_Prompt_. Because the material must be preserved as it stands, copy every line exactly.

_Exercise data_.
┌──

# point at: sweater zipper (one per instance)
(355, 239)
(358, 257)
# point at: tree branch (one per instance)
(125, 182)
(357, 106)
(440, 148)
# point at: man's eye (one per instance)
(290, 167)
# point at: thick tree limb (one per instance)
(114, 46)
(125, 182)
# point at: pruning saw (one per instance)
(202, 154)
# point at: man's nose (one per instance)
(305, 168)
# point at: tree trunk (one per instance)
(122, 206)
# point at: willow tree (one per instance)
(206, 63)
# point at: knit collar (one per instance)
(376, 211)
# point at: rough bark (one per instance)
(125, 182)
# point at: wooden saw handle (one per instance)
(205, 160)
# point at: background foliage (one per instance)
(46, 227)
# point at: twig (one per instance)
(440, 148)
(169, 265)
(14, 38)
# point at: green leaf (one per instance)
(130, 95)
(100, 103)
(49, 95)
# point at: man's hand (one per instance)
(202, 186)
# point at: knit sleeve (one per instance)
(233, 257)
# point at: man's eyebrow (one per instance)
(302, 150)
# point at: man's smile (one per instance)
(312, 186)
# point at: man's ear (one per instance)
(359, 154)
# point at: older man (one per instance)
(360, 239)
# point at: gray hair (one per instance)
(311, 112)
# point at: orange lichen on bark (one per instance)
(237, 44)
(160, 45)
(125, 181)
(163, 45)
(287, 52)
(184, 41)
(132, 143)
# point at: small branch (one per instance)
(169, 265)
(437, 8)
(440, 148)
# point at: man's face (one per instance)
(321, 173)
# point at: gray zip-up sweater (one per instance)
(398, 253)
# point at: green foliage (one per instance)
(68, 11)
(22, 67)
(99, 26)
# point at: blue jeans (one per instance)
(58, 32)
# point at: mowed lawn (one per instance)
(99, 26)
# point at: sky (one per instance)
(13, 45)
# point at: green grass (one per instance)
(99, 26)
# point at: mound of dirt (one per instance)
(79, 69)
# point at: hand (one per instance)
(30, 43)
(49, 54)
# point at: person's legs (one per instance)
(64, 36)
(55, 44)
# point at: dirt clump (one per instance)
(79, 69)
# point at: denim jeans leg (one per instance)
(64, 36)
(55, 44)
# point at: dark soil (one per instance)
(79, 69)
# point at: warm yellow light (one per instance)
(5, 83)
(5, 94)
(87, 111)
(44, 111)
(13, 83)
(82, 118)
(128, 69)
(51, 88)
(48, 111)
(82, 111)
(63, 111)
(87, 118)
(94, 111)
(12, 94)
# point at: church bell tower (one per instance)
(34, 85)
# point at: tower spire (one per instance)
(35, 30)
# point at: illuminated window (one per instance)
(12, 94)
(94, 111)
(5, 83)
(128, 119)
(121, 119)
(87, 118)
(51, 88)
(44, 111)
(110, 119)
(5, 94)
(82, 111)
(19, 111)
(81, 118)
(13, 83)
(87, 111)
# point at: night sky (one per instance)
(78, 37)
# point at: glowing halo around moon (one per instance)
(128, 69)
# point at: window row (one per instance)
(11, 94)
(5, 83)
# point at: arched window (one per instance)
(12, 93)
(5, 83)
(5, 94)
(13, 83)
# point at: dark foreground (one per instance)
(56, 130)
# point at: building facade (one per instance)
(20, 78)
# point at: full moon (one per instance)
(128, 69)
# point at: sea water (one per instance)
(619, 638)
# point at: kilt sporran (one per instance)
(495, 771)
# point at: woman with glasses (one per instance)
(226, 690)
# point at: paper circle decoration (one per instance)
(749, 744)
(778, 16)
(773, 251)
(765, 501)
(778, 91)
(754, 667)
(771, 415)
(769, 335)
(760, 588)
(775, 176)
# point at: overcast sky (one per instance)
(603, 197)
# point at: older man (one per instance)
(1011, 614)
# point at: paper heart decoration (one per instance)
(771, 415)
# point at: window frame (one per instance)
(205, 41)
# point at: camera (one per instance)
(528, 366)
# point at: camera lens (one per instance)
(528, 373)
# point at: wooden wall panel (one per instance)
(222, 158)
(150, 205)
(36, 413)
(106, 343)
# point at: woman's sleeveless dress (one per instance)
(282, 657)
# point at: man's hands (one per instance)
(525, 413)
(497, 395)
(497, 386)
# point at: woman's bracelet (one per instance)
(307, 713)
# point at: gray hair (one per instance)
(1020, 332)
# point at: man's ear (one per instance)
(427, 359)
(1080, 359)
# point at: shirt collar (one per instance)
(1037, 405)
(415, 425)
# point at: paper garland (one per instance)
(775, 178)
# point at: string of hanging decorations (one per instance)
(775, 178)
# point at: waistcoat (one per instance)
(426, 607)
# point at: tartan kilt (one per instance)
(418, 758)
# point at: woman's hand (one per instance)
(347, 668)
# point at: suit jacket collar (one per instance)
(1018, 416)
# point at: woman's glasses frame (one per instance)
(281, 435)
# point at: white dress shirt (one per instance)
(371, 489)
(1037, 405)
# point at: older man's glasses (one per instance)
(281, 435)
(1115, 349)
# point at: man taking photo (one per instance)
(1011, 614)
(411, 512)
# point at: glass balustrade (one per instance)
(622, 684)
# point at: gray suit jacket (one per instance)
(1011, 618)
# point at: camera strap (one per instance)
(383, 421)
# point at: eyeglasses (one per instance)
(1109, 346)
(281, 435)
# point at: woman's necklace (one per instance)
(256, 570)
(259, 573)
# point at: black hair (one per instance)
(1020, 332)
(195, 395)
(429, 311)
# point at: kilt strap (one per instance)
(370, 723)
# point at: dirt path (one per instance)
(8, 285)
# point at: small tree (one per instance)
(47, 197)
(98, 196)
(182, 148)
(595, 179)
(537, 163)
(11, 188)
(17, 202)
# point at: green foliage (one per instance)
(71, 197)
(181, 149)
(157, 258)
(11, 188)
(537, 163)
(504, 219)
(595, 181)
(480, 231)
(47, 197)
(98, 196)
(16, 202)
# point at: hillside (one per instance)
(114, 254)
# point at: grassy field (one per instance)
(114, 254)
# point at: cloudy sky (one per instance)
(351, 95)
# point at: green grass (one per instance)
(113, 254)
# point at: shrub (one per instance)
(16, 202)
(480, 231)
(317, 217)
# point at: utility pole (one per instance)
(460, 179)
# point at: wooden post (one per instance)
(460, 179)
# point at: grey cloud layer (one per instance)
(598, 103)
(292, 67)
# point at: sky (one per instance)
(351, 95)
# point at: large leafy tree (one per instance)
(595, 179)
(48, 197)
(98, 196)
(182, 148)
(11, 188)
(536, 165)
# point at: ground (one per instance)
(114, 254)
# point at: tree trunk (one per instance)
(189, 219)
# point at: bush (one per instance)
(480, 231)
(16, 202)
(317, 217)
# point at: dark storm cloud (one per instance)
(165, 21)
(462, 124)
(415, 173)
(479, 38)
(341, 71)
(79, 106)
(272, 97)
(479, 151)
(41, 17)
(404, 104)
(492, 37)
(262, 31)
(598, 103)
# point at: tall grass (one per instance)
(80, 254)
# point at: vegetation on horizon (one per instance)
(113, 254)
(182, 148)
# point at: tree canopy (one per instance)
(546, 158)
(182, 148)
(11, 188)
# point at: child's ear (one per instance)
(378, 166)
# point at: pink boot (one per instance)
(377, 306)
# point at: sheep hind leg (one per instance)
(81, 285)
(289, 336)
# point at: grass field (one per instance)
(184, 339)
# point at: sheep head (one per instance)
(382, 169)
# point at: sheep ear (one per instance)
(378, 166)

└──

_Task output_.
# point at: sweater zipper (one per instance)
(355, 239)
(358, 257)
# point at: tree branch (one per instance)
(125, 182)
(357, 106)
(440, 148)
# point at: man's eye (one per instance)
(290, 167)
# point at: thick tree limb (one per instance)
(114, 46)
(125, 182)
# point at: pruning saw (one per instance)
(202, 154)
# point at: man's nose (one per instance)
(305, 168)
# point at: tree trunk (one per instance)
(122, 206)
# point at: willow tree (one per instance)
(206, 63)
# point at: knit collar (one per instance)
(376, 211)
# point at: rough bark (one per instance)
(125, 182)
# point at: wooden saw handle (one per instance)
(205, 160)
# point at: background foliage (one per instance)
(46, 227)
# point at: twig (one per instance)
(440, 148)
(169, 265)
(14, 38)
# point at: green leaf (one per instance)
(130, 95)
(100, 103)
(49, 95)
# point at: man's hand (one per instance)
(202, 186)
# point at: knit sleeve (one per instance)
(233, 257)
# point at: man's eyebrow (one per instance)
(302, 150)
# point at: man's smile (one per instance)
(312, 186)
# point at: man's ear (one per instance)
(359, 154)
# point at: older man (one per instance)
(360, 239)
# point at: gray hair (one per instance)
(311, 112)
# point at: orange lichen on bark (one per instance)
(237, 44)
(160, 45)
(125, 181)
(163, 45)
(287, 52)
(184, 41)
(132, 143)
# point at: small branch (one per instance)
(169, 265)
(437, 8)
(440, 148)
# point at: man's face (one per instance)
(321, 173)
# point at: gray zip-up sweater (one per instance)
(398, 253)
# point at: green foliage (one per instance)
(68, 11)
(22, 67)
(99, 26)
# point at: blue jeans (one per instance)
(58, 32)
# point at: mowed lawn (one per instance)
(99, 26)
# point at: sky (one per instance)
(13, 45)
# point at: green grass (one per instance)
(99, 26)
# point at: mound of dirt (one per instance)
(79, 69)
# point at: hand (one per instance)
(30, 43)
(49, 54)
# point at: person's legs (one per instance)
(64, 36)
(55, 44)
# point at: dirt clump (one per instance)
(79, 69)
# point at: denim jeans leg (one per instance)
(64, 36)
(55, 44)
# point at: dark soil (one per instance)
(79, 69)
# point at: warm yellow light (one per instance)
(5, 83)
(5, 94)
(87, 111)
(44, 111)
(13, 83)
(82, 118)
(128, 69)
(51, 88)
(48, 111)
(82, 111)
(63, 111)
(87, 118)
(94, 111)
(12, 94)
# point at: church bell tower (one per instance)
(34, 85)
# point at: tower spire (one per instance)
(35, 30)
# point at: illuminated window (one per instance)
(12, 94)
(94, 111)
(5, 83)
(128, 119)
(121, 119)
(87, 118)
(51, 88)
(44, 111)
(110, 119)
(5, 94)
(82, 111)
(19, 111)
(81, 118)
(13, 83)
(87, 111)
# point at: night sky (one per instance)
(78, 37)
# point at: glowing halo around moon (one per instance)
(128, 69)
# point at: window row (one per instance)
(11, 94)
(5, 83)
# point at: arched window (one per instance)
(12, 93)
(5, 83)
(5, 94)
(13, 83)
# point at: dark foreground (one per instance)
(56, 130)
# point at: building facade (one per instance)
(20, 78)
# point at: full moon (one per instance)
(128, 69)
# point at: sea water (one per instance)
(619, 638)
# point at: kilt sporran (one per instance)
(495, 771)
# point at: woman with glasses (one per instance)
(226, 690)
# point at: paper circle decoration (one per instance)
(749, 744)
(778, 16)
(773, 251)
(765, 501)
(778, 91)
(754, 667)
(771, 415)
(769, 335)
(760, 588)
(775, 176)
# point at: overcast sky (one per instance)
(603, 197)
# point at: older man (one per instance)
(1011, 614)
# point at: paper heart decoration (one per instance)
(771, 415)
# point at: window frame (one per instance)
(205, 41)
# point at: camera (one per instance)
(528, 366)
# point at: camera lens (one per instance)
(528, 373)
# point at: wooden wall panel (one per instance)
(222, 158)
(150, 205)
(36, 413)
(106, 343)
# point at: woman's sleeveless dress (one per instance)
(282, 657)
# point at: man's hands (one per instance)
(525, 413)
(497, 395)
(497, 386)
# point at: woman's bracelet (one per instance)
(307, 713)
# point at: gray hair (one per instance)
(1020, 332)
# point at: man's ear (one per instance)
(427, 359)
(1080, 359)
# point at: shirt collar (one per instance)
(1037, 405)
(415, 425)
# point at: paper garland (one per instance)
(775, 178)
# point at: string of hanging decorations (one per instance)
(775, 178)
# point at: waistcoat (one per instance)
(426, 607)
# point at: tartan kilt (one per instance)
(418, 758)
# point at: woman's hand (one per instance)
(347, 668)
# point at: suit jacket collar (one per instance)
(1018, 416)
# point at: woman's glasses frame (one per instance)
(281, 435)
# point at: white dress shirt (one per instance)
(371, 489)
(1037, 405)
# point at: older man's glasses (one per instance)
(281, 435)
(1115, 349)
# point at: man taking photo (one per instance)
(1011, 614)
(411, 512)
# point at: glass balustrade (one per instance)
(622, 684)
# point at: gray suit jacket (one per instance)
(1011, 618)
# point at: camera strap (one per instance)
(383, 421)
# point at: eyeglasses (one per instance)
(1109, 346)
(281, 435)
# point at: woman's necklace (one per instance)
(256, 570)
(259, 573)
# point at: black hair (one per instance)
(1020, 332)
(195, 395)
(429, 311)
# point at: kilt strap (one per instance)
(370, 723)
# point at: dirt path (one per instance)
(8, 285)
# point at: small tree (one per instance)
(47, 197)
(98, 196)
(182, 148)
(595, 179)
(537, 163)
(11, 188)
(17, 202)
# point at: green foliage (one per instance)
(71, 197)
(181, 149)
(157, 258)
(11, 188)
(537, 163)
(504, 219)
(595, 181)
(480, 231)
(47, 197)
(98, 196)
(16, 202)
# point at: hillside (one per instance)
(114, 254)
# point at: grassy field (one per instance)
(114, 254)
# point at: cloudy sky (one per instance)
(351, 95)
# point at: green grass (one per instance)
(113, 254)
# point at: shrub (one per instance)
(16, 202)
(480, 231)
(317, 217)
# point at: utility pole (one per instance)
(460, 179)
# point at: wooden post (one per instance)
(460, 179)
# point at: grey cloud layer (one per instance)
(598, 103)
(292, 67)
# point at: sky (one per instance)
(351, 95)
# point at: large leafy tree (one per instance)
(595, 179)
(48, 197)
(98, 196)
(182, 148)
(11, 188)
(536, 165)
# point at: ground (one per instance)
(114, 254)
# point at: tree trunk (one per instance)
(189, 219)
# point at: bush (one per instance)
(480, 231)
(16, 202)
(317, 217)
# point at: dark storm cloud (one per instance)
(165, 21)
(462, 124)
(415, 173)
(479, 38)
(341, 71)
(79, 106)
(272, 97)
(479, 151)
(41, 17)
(404, 104)
(492, 37)
(262, 31)
(598, 103)
# point at: tall grass (one per instance)
(80, 254)
# point at: vegetation on horizon (one per instance)
(113, 254)
(182, 148)
# point at: tree canopy (one per instance)
(546, 158)
(182, 148)
(11, 188)
# point at: child's ear (one per instance)
(378, 166)
# point at: pink boot (one per instance)
(377, 306)
# point at: sheep hind leg (one per instance)
(81, 285)
(289, 336)
# point at: grass field (one per instance)
(184, 339)
# point at: sheep head (one per instance)
(382, 169)
# point at: sheep ear (one per instance)
(378, 166)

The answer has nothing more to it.